═══ TEXT

Grace Waringa Njoroge (Suing as the legal representative of the Estate of the late Peterson Njoroge Githiri (Deceased) v Barclays Bank of Kenya Limited [2019] KEHC 4078 (KLR)
Full Case Text
REPUBLIC OF KENYA
IN THE HIGH COURT OF KENYA
AT NAIROBI
MILIMANI LAW COURTS
COMMERCIAL & ADMIRALTY DIVISION
CIVIL CASE NO. 574 OF 2011
GRACE WARINGA NJOROGE (Suing as the legal representativeof theEstate
of the late PETERSON NJOROGE GITHIRI (Deceased).................PLAINTIFF
VERSUS
BARCLAYS BANK OF KENYA LIMITED...................................DEFENDANT
JUDGMENT
1. The facts involved in this customer Bank dispute are, by and large, agreed.
2. Prior to his death, Peterson Njoroge Githiri (the Deceased) and Harris Distributors Limited were customers of Barclays Bank of Kenya Limited (The Defendant or the Bank) and were granted various financial facilities aggregating Kshs.4,490,000 by the Bank. The facilities were variously secured by charges taken over Kiambaa/Kihara/945/17 and LR. No. 36/111/1024 (the Eastleigh property) being properties all registered in the name of the Deceased. As happens, the Deceased and Harrison Distributors defaulted in repayment of the facilities and the Bank in the year 2001, decided to sell the Eastleigh property in exercise of its statutory power of sale.

══════
═══ DATA FOR THE TASK

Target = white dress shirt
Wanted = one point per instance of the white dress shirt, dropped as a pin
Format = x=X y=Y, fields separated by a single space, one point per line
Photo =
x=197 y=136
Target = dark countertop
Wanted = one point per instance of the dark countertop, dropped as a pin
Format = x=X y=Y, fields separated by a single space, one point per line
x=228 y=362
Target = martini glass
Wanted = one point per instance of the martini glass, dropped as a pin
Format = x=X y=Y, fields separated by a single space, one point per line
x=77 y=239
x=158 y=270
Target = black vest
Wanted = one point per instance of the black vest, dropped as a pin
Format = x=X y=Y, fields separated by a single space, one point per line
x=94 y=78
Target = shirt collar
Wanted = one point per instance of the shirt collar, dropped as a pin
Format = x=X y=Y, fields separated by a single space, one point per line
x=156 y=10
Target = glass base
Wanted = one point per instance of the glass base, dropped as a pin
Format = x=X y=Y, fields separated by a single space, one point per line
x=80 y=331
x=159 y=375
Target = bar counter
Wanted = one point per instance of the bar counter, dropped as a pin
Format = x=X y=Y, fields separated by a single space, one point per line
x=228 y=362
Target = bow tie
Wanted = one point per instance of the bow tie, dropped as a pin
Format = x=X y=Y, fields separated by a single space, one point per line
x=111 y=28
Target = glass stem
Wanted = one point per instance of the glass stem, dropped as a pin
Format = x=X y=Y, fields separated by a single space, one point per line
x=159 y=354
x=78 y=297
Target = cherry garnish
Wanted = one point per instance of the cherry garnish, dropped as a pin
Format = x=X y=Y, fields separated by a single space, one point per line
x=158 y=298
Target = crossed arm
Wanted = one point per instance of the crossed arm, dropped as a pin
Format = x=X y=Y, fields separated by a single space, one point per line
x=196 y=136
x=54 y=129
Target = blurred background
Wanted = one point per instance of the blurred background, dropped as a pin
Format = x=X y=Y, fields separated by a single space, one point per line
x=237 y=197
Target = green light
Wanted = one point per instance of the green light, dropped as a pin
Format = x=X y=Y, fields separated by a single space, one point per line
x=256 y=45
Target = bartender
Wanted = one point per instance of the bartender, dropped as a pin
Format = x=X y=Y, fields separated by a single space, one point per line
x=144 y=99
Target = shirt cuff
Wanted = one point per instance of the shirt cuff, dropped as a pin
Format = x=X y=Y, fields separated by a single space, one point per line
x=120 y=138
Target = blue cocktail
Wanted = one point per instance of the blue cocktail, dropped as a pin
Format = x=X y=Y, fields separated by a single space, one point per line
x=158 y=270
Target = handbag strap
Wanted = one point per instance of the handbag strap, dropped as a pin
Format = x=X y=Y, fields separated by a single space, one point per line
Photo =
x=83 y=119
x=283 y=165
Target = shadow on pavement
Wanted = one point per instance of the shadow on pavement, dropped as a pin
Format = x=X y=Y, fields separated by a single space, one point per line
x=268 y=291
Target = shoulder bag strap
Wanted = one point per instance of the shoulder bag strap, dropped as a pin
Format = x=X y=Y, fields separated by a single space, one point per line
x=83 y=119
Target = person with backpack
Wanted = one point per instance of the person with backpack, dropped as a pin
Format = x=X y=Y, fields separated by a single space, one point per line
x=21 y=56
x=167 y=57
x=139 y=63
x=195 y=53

══════

**EXERCISES:**
1 - Repeat the judgment text word for word, starting at "Grace Waringa Njoroge (Suing as the legal representative of" and ending at "and large, agreed.".
2 - In the records, change "pin" to "marker" in the lines starting at the line containing "Target = blue cocktail" and ending at the end of the records, leave everything else unchanged, and give only those lines.

**REPLIES:**
1 -
Grace Waringa Njoroge (Suing as the legal representative of the Estate of the late Peterson Njoroge Githiri (Deceased) v Barclays Bank of Kenya Limited [2019] KEHC 4078 (KLR)
Full Case Text
REPUBLIC OF KENYA
IN THE HIGH COURT OF KENYA
AT NAIROBI
MILIMANI LAW COURTS
COMMERCIAL & ADMIRALTY DIVISION
CIVIL CASE NO. 574 OF 2011
GRACE WARINGA NJOROGE (Suing as the legal representativeof theEstate
of the late PETERSON NJOROGE GITHIRI (Deceased).................PLAINTIFF
VERSUS
BARCLAYS BANK OF KENYA LIMITED...................................DEFENDANT
JUDGMENT
1. The facts involved in this customer Bank dispute are, by and large, agreed.

2 -
Target = blue cocktail
Wanted = one point per instance of the blue cocktail, dropped as a marker
Format = x=X y=Y, fields separated by a single space, one point per line
x=158 y=270
Target = handbag strap
Wanted = one point per instance of the handbag strap, dropped as a marker
Format = x=X y=Y, fields separated by a single space, one point per line
Photo =
x=83 y=119
x=283 y=165
Target = shadow on pavement
Wanted = one point per instance of the shadow on pavement, dropped as a marker
Format = x=X y=Y, fields separated by a single space, one point per line
x=268 y=291
Target = shoulder bag strap
Wanted = one point per instance of the shoulder bag strap, dropped as a marker
Format = x=X y=Y, fields separated by a single space, one point per line
x=83 y=119
Target = person with backpack
Wanted = one point per instance of the person with backpack, dropped as a marker
Format = x=X y=Y, fields separated by a single space, one point per line
x=21 y=56
x=167 y=57
x=139 y=63
x=195 y=53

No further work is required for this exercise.